• EXERCISE OBJECTIVE
Please name the French comic that, according to the passage about the DB Cooper hijacking, may have given the hijacker his persona.

(Beginning of PASSAGE FOR REVIEW)

Rackstraw’s former lawyer, Dennis Roberts, of Oakland, said the documentary’s allegations about his client were false.
“He’s not DB Cooper, but nobody wants to listen,” Roberts said. “It’s the stupidest thing I’ve ever heard.”
In 2011, an Oklahoma woman told the FBI about a late uncle who showed up to Thanksgiving dinner in Oregon that year with serious injuries. A team that included a paleontologist from Seattle’s Burke Museum announced that particles of pure titanium found in the hijacker’s clip-on tie suggest he worked in the chemical industry or at a company that manufactured titanium.
A book that year, “Skyjack: The Hunt for DB Cooper,” by Geoffrey Gray, posited several theories, including that Cooper might have been a transgender mechanic from Washington state.
The most promising leads in recent years have come from amateurs, Gray said - including a notion put forth by a scientific illustrator at the University of Chicago that Cooper might have taken his persona from a French comic called “Dan Cooper,” a series about a test pilot in the Royal Canadian Air Force.
In one issue from 1963, the character boards an airliner wearing a dark suit and a mask over his eyes and sits in the back of the plane. He demands to be given a briefcase that’s in the cockpit, and then, wearing a military parachute, he jumps out - over a wooded area, at night, in the rain.
The comic was never translated into English, raising questions about whether the hijacker might have been a francophone.
“The fascination with Cooper has survived not because of the FBI investigation, but because he was able to do something that not only captured the public imagination, but also maintained a sense of mystery in the world,” Gray said.

(End of PASSAGE FOR REVIEW)
(Beginning of DATASET EXTRACT)

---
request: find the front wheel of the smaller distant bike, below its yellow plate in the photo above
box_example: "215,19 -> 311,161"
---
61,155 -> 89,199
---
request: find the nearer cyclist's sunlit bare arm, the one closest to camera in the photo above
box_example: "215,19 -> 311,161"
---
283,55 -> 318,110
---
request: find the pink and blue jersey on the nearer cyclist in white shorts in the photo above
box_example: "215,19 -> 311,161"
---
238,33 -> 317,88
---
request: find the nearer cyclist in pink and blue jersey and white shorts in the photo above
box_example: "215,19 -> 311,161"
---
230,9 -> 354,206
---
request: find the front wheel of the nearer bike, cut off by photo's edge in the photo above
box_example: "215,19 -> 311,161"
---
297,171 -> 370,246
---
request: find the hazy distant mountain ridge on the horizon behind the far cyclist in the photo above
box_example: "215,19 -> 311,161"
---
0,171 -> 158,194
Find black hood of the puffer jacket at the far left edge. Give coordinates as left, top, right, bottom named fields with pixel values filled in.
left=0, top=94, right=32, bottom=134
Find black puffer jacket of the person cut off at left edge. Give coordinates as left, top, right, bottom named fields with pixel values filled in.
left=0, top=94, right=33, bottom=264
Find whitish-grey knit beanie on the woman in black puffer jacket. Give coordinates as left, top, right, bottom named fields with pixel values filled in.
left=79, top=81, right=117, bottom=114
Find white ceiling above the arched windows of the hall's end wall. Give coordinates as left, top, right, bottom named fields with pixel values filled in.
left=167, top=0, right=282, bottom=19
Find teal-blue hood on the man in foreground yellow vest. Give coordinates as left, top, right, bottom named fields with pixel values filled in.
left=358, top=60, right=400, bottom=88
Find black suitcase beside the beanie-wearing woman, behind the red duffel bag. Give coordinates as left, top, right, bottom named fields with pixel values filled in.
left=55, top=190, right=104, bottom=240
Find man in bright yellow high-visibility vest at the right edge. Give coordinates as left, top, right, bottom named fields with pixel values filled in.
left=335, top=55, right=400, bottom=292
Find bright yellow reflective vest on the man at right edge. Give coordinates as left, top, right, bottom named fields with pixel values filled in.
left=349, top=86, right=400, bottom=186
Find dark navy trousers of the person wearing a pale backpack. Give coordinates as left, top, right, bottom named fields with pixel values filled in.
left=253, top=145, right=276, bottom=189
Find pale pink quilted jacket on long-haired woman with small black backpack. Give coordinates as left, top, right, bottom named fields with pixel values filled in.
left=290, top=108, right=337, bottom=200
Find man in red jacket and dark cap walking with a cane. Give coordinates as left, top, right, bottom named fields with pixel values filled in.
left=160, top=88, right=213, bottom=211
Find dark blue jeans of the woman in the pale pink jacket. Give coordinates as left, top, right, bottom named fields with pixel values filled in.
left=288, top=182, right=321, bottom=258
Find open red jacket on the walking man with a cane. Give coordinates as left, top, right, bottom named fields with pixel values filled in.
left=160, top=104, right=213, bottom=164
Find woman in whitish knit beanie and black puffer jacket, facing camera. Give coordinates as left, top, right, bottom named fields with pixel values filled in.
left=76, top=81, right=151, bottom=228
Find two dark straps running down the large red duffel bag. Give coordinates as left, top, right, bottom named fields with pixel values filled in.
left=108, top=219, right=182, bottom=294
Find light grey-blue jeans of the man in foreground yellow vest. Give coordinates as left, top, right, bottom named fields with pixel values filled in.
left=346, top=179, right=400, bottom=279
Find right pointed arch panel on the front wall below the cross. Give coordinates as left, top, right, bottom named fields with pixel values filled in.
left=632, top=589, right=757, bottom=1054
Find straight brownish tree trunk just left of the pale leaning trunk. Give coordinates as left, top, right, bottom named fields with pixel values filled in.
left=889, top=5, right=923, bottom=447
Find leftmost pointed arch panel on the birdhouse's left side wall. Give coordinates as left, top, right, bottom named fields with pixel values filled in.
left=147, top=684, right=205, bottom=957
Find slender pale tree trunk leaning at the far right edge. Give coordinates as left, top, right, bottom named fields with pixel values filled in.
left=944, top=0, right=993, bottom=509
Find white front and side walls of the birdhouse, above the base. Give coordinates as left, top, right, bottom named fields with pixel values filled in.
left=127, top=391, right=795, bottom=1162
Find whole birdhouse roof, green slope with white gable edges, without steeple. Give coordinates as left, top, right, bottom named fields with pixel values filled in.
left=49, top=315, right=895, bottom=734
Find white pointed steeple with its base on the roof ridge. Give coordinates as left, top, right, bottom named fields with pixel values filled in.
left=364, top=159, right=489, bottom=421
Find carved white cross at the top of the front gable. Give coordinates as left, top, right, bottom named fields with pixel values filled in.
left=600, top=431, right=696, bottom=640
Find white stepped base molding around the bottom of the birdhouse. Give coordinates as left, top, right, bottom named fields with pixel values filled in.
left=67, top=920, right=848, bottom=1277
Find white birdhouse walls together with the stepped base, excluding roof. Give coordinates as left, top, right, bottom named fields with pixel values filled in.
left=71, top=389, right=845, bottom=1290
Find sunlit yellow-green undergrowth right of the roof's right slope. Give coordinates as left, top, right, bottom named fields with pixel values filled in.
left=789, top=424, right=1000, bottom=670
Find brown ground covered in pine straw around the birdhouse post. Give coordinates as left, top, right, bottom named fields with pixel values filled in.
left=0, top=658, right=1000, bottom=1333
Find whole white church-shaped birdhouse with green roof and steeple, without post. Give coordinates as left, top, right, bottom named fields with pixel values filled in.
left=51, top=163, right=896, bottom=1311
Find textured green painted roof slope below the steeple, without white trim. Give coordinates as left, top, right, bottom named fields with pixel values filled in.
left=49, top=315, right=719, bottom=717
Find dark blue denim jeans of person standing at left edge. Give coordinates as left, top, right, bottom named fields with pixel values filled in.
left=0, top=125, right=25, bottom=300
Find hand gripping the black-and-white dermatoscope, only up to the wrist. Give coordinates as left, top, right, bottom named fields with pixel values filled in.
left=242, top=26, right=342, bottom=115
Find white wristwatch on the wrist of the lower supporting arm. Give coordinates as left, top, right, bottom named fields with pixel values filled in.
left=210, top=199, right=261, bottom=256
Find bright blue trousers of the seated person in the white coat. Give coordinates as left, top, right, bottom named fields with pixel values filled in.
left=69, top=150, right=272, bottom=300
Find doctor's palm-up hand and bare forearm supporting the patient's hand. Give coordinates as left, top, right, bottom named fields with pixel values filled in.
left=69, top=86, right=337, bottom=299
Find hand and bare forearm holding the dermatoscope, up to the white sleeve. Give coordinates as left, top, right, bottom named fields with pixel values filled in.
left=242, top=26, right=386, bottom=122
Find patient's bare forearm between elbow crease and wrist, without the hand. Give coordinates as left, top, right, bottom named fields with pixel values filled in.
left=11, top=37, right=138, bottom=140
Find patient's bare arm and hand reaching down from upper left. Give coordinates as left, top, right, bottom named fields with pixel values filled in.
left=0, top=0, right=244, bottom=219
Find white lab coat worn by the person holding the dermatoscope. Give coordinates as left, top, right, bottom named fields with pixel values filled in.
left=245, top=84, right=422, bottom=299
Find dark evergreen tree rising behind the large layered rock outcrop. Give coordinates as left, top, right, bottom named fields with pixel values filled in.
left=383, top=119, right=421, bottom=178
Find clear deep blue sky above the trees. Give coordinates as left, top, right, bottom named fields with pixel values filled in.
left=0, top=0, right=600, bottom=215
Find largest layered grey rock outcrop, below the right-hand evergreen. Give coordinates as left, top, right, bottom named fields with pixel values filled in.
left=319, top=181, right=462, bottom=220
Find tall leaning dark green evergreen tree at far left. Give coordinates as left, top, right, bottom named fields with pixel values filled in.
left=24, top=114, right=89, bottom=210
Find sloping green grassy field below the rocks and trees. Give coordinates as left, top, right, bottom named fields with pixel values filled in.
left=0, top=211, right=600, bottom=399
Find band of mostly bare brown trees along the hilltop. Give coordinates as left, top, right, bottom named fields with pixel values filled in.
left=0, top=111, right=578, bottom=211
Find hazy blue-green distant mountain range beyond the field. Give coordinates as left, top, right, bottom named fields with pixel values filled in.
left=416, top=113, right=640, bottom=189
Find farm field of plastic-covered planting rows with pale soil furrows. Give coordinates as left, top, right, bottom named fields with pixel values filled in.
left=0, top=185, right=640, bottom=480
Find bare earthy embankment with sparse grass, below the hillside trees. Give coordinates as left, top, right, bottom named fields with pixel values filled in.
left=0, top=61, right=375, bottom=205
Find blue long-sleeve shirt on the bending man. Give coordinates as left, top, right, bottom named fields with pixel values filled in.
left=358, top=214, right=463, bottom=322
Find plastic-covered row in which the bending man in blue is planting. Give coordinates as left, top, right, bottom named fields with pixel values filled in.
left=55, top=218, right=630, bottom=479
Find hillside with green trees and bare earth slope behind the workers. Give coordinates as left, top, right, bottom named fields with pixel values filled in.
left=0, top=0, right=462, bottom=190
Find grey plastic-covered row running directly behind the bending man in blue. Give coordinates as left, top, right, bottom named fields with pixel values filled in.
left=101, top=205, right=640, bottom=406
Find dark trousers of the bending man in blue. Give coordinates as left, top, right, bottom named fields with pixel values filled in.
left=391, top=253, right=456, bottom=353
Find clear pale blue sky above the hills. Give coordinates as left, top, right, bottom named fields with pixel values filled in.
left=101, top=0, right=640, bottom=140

(End of DATASET EXTRACT)

• WRITTEN RESPONSE
"Dan Cooper," a series about a test pilot in the Royal Canadian Air Force.